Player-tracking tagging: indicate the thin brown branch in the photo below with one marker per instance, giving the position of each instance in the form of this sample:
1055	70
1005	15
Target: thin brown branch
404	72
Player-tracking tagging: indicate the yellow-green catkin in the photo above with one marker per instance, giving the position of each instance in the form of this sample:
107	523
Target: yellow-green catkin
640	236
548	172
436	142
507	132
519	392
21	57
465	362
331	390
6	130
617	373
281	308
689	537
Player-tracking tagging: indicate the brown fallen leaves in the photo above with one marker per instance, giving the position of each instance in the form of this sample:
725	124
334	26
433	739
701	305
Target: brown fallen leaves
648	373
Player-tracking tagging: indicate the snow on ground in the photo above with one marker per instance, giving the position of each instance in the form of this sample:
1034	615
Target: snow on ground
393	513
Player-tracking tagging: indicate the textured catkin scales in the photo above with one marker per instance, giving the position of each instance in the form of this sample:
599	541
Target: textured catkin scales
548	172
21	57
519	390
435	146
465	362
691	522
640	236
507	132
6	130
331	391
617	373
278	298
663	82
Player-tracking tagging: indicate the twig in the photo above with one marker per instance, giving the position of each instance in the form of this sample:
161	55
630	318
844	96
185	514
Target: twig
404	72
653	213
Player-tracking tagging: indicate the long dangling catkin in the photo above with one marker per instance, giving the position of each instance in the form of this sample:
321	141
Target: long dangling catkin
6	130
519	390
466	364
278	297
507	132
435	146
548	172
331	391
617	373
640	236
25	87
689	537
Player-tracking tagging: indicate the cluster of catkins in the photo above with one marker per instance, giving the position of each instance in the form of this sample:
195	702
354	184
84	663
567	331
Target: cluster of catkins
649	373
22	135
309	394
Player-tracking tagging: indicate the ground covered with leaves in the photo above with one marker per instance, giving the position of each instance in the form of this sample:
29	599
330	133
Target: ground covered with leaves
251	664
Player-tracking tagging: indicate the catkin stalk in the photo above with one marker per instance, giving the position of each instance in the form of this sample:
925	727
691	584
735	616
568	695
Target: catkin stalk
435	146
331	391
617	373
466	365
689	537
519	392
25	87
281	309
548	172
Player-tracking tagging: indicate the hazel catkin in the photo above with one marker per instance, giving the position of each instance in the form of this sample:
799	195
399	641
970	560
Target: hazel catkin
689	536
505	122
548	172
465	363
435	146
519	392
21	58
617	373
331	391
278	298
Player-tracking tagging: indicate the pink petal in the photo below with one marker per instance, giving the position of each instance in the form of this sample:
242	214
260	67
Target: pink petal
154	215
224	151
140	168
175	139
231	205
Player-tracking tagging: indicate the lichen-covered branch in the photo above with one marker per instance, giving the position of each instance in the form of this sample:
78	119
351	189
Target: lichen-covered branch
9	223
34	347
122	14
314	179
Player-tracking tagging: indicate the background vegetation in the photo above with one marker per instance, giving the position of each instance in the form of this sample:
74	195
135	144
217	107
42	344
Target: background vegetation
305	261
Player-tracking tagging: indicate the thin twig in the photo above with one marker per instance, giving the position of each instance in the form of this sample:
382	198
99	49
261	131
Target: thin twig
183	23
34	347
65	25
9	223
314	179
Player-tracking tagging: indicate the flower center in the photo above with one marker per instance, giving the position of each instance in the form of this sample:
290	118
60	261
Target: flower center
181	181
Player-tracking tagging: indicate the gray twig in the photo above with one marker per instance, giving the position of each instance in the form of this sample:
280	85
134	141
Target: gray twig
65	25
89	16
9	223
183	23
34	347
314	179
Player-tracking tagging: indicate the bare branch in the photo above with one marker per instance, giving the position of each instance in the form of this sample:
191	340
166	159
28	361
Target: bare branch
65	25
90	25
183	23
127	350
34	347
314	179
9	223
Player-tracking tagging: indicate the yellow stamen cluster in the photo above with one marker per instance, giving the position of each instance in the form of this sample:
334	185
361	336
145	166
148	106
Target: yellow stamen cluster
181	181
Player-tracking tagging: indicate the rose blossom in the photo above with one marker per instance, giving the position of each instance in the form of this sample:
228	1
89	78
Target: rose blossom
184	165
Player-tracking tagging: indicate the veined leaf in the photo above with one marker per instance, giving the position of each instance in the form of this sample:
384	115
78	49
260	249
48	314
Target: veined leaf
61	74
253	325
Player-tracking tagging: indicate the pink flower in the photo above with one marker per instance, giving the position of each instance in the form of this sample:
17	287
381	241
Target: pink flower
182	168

WHAT IS NEEDED → Every line of the listing that includes "below" must be shown.

RESPONSE FOR THIS EXERCISE →
Player-tracking tagging: indicate the thin brown branch in the photo below with one marker per instance, giving the position of each instance in the form of this sample:
Player-tracking tagging: indicate the pink petal in the photo below with one marker per instance, giving the position of each instance in the form of this sample:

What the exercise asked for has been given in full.